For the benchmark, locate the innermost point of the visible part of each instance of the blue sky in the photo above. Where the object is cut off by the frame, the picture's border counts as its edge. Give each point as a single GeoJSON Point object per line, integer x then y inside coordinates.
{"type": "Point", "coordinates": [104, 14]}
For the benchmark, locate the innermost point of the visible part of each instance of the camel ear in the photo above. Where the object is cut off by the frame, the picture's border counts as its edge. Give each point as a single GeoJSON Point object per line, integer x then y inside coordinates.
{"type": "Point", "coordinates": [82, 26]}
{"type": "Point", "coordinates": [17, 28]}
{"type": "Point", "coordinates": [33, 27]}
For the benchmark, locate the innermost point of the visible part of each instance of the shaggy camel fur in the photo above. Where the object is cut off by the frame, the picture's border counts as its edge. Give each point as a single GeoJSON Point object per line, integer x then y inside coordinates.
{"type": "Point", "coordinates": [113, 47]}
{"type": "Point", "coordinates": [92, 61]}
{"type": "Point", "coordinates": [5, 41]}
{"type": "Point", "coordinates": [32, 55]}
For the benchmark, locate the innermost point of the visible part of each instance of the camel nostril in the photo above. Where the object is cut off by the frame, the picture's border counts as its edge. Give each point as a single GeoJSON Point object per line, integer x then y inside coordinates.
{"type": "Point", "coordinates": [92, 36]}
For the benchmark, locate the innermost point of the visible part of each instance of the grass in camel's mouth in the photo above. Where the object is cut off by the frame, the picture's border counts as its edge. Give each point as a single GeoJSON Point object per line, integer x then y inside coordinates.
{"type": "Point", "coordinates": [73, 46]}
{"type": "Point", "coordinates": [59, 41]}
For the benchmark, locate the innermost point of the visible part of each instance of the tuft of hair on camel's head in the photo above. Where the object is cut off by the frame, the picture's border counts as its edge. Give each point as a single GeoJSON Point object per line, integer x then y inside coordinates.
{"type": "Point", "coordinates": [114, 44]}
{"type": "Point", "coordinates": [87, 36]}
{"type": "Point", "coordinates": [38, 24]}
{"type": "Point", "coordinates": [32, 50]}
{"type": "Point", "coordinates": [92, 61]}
⁂
(Task to carry out): Repeat the data above exactly.

(Solution to the exercise):
For the benchmark, locate the innermost point of the visible part of each instance of the blue sky in the photo above. Where the object is cut off by the frame, the picture's border counts as its edge. Give each point as a single GeoJSON Point object per line, integer x then y inside coordinates.
{"type": "Point", "coordinates": [104, 14]}
For the benchmark, locate the innermost point of the visible part of each instance of the camel ear in the photo above. Where the object is cut off by the frame, the picture's border counts as its edge. Give each point as a single GeoJSON Point object per line, integer x then y inside coordinates.
{"type": "Point", "coordinates": [82, 26]}
{"type": "Point", "coordinates": [17, 28]}
{"type": "Point", "coordinates": [33, 27]}
For the benchmark, locate the innermost point of the visible part of each instance of the shaggy camel fur in the photo above. Where the object is cut off by the frame, the picture's border counts as its edge. Give each point as a single GeoJSON Point object per line, integer x then y inside coordinates.
{"type": "Point", "coordinates": [113, 47]}
{"type": "Point", "coordinates": [92, 61]}
{"type": "Point", "coordinates": [5, 41]}
{"type": "Point", "coordinates": [32, 55]}
For the benchmark, locate the innermost point of the visible part of each instance of the camel nostril in the photo above. Where the object is cut off by the frame, the picture's border counts as its edge. Give each point as a single GeoJSON Point object per line, integer x then y inside coordinates.
{"type": "Point", "coordinates": [92, 36]}
For the benchmark, locate the innermost point of the visible part of each instance of the grass in camel's mouth in the photo above. Where the object is cut off by the frame, the picture's border counts as its edge. Give each point as a single GeoJSON Point object per line, integer x then y inside coordinates.
{"type": "Point", "coordinates": [73, 46]}
{"type": "Point", "coordinates": [59, 41]}
For the benchmark, locate the innermost point of the visible part of each instance of the tuft of hair on camel's head in the photo above. Where the object is cut off by the frame, the picture's border counts as its edge. Give each point as a single GeoJSON Point object per line, integer x then y inside coordinates.
{"type": "Point", "coordinates": [114, 44]}
{"type": "Point", "coordinates": [87, 36]}
{"type": "Point", "coordinates": [38, 24]}
{"type": "Point", "coordinates": [32, 50]}
{"type": "Point", "coordinates": [92, 61]}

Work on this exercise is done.